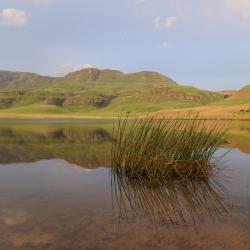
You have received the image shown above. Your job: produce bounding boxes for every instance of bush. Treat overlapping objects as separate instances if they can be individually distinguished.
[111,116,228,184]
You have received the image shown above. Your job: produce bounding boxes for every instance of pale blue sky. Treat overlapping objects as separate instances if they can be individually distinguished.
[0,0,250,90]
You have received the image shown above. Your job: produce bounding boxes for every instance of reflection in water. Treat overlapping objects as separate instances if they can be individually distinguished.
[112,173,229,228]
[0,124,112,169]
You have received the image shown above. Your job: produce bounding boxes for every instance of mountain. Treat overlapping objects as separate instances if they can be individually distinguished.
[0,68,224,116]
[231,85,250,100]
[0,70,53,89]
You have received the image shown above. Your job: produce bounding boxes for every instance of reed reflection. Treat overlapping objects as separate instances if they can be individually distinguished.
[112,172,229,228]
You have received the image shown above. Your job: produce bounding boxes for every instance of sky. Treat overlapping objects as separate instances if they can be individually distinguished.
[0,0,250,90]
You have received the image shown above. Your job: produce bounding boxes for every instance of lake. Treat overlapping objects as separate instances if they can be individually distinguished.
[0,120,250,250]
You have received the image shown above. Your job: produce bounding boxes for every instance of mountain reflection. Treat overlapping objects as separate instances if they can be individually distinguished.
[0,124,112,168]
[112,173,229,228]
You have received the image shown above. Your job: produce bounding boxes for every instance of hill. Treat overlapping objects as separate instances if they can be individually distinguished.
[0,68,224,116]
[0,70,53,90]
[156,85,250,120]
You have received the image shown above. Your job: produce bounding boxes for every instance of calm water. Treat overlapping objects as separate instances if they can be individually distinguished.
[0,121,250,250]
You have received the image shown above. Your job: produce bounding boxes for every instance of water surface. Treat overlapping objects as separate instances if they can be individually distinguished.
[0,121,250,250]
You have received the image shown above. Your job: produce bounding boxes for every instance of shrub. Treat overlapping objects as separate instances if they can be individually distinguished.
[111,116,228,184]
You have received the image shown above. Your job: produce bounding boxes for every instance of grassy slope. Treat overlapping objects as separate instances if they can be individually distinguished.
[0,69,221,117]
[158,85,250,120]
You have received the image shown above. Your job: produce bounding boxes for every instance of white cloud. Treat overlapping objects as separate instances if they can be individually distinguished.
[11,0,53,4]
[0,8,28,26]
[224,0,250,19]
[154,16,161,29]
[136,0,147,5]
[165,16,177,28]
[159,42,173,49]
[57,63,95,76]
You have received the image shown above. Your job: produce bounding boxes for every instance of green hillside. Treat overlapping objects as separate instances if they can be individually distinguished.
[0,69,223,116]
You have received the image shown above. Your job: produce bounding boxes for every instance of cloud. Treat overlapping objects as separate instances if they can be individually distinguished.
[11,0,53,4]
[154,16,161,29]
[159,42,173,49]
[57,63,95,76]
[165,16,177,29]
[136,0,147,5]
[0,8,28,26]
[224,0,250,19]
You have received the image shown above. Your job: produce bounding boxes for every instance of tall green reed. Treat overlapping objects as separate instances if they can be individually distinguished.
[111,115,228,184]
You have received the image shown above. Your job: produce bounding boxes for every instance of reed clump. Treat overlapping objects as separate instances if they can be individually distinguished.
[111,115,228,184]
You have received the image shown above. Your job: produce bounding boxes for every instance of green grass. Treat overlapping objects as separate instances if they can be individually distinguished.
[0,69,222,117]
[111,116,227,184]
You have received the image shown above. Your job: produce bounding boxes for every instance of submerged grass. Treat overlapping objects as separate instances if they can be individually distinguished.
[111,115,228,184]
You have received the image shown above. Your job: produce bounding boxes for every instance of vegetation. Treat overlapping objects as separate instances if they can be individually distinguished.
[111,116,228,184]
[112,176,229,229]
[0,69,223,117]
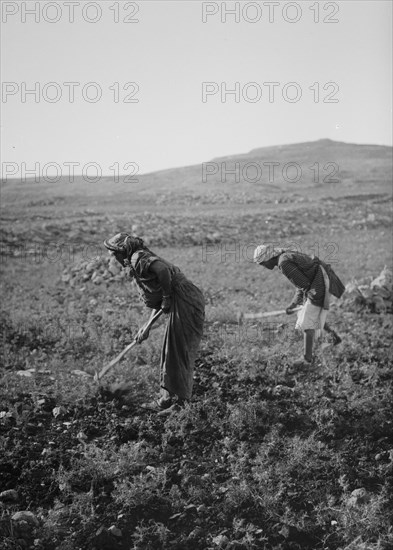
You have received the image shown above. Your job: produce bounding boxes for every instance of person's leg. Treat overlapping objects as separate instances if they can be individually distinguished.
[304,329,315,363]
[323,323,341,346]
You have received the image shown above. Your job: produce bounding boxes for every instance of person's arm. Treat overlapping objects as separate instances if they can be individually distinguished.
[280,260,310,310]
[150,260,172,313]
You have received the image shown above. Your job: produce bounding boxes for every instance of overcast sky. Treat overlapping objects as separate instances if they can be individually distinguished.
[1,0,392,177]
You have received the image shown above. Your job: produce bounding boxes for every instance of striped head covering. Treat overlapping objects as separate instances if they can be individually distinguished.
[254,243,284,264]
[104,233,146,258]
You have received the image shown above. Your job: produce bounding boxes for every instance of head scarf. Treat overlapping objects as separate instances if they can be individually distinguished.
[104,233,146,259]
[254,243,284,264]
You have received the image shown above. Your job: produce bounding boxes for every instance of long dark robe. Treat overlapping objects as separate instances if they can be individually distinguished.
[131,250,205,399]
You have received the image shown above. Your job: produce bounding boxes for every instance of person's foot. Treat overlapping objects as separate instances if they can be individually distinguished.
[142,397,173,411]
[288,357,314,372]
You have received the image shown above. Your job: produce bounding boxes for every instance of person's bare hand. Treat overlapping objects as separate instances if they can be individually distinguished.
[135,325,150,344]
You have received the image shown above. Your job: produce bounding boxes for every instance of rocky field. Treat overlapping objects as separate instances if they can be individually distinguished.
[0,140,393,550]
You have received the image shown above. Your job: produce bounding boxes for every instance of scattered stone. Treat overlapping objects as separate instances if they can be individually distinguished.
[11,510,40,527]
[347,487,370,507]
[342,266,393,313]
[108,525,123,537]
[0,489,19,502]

+ + + + +

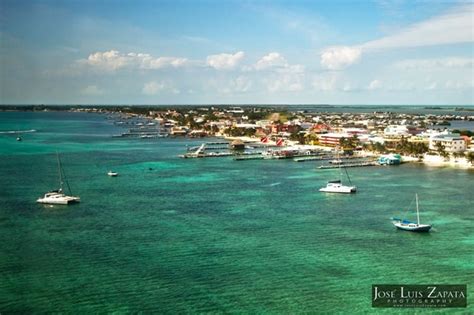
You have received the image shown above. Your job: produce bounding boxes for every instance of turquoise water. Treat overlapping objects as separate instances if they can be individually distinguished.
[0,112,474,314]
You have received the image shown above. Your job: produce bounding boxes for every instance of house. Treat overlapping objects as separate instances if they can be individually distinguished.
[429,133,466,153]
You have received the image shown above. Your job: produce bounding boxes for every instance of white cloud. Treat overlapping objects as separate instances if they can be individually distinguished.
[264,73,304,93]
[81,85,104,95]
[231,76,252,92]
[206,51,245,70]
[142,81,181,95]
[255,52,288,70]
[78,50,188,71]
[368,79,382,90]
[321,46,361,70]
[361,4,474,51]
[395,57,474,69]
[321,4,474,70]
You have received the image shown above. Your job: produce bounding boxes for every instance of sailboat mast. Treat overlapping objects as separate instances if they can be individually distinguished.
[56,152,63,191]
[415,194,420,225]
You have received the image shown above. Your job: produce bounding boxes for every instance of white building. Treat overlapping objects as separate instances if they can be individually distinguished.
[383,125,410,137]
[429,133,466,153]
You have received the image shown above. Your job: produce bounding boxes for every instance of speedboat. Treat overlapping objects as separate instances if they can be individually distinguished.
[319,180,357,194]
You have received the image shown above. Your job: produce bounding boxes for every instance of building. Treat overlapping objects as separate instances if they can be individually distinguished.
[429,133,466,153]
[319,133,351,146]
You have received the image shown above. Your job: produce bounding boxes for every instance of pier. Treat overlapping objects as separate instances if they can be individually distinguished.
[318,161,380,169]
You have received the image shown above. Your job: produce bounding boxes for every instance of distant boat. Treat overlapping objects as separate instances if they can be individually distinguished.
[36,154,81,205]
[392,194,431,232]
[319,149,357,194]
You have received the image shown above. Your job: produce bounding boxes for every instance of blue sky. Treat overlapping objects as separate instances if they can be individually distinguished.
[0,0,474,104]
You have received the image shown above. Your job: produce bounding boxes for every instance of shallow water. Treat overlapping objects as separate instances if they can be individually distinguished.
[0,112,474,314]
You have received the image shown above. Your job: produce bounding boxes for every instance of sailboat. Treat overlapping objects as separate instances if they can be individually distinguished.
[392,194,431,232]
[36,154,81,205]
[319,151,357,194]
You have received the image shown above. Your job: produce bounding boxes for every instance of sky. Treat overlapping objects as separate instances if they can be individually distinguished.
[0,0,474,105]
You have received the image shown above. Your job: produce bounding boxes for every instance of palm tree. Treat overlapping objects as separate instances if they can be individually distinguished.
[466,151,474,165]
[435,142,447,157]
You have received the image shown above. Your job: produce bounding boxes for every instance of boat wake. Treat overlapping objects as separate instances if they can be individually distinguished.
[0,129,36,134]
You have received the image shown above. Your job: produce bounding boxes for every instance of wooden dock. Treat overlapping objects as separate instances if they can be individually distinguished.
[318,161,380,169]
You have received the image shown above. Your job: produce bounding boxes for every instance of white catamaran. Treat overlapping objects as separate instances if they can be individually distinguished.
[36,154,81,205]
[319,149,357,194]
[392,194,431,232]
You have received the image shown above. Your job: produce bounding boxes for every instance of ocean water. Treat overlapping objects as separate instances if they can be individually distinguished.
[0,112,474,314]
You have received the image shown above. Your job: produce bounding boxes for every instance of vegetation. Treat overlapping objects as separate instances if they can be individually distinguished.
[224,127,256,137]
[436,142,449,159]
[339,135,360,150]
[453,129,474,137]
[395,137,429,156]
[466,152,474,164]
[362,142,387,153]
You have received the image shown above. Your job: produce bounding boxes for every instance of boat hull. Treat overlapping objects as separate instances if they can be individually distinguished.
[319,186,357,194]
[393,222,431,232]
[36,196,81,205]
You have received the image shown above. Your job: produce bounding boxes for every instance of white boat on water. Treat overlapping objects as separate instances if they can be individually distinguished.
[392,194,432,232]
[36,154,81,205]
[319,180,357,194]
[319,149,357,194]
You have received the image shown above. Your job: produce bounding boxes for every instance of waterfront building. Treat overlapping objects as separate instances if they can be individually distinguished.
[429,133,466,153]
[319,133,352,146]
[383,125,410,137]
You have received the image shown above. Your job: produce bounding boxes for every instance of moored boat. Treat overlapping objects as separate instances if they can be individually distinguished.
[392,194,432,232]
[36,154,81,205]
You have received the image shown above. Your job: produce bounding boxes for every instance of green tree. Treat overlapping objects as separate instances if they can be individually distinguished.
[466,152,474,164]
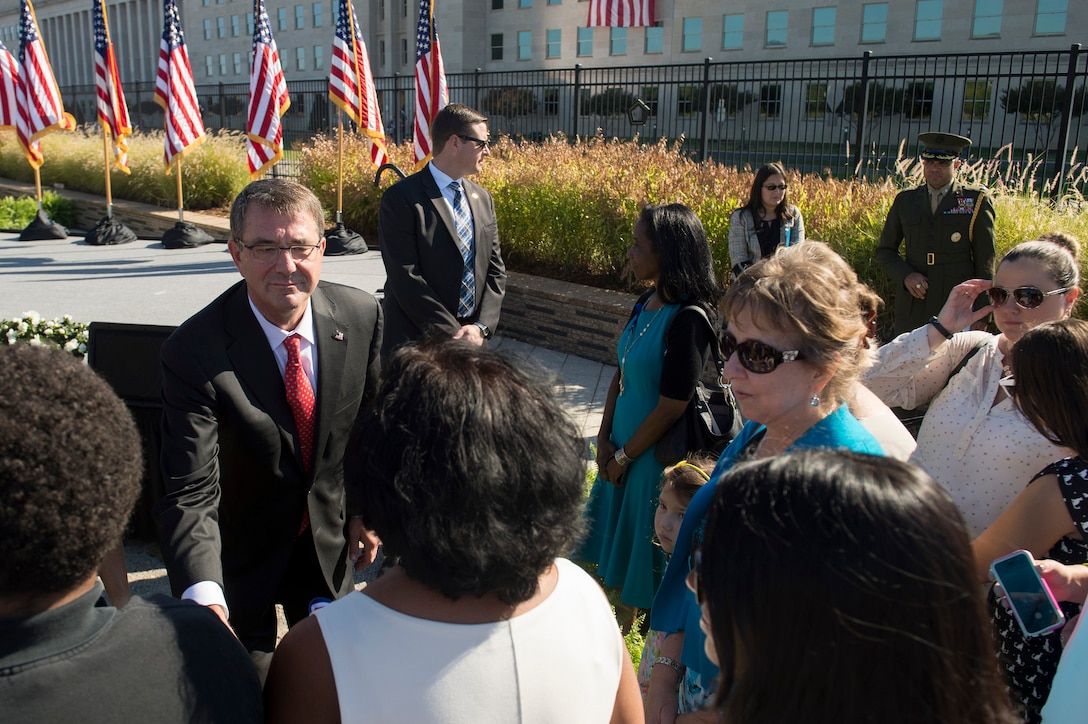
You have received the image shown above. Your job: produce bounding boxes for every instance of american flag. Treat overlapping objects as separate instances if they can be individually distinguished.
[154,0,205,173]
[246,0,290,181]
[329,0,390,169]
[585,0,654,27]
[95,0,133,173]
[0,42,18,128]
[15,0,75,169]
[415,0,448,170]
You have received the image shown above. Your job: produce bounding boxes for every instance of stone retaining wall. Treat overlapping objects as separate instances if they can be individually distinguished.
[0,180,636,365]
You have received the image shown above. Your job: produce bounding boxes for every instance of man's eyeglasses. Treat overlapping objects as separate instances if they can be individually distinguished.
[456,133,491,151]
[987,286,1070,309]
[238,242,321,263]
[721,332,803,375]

+ + + + +

* [What is required] Rescale the items starting at the line that has "instance of lake." and stopping after the line that has "[158,85,250,120]". Repeat every line in that span unchanged except for the bounding-box coordinates in the answers: multiply each by 1.2 and round to a whole number, with halves rounding up. Give only those lines.

* [Final answer]
You have received the image shown above. Your job: produce bounding boxes for every instance of lake. Treat overlapping objects as separate instances if they can be individually distinguished.
[0,144,300,300]
You have received the image shown above. Your job: produce bounding boxes for every instance of mountain reflection. Treat overlapping objects as separate instances if they can be individually distinguished.
[0,149,134,202]
[134,208,275,274]
You have received the image shown above. Your job: produce bounding boxes for every instance of hill. Treat overlapping objects as separate instances if they can be individually distinguished.
[0,82,269,139]
[0,84,64,108]
[187,102,300,144]
You have received the image shown above. Your job: produce bounding boxes for every instance of calm water. Treat overlapping objects as separate instances if they can be individually distinguished.
[0,145,300,300]
You have received the image shown above. Your job: produce bounding boxes for every instance of water surface. Treat overlapping objects as separate instances if they can be individually distinguished.
[0,145,300,300]
You have received the image shown above. Your job: produce bounding boxes for every instance of shrub. Treat overlapping objects as separate instances if they can be individually distinguished.
[133,139,274,221]
You have received the image shown above. Your job: produce bounding boxes for every instance of grassy slope. Treat overlapping objects as separate instances if they can be individually distinguished.
[0,83,265,140]
[190,102,300,144]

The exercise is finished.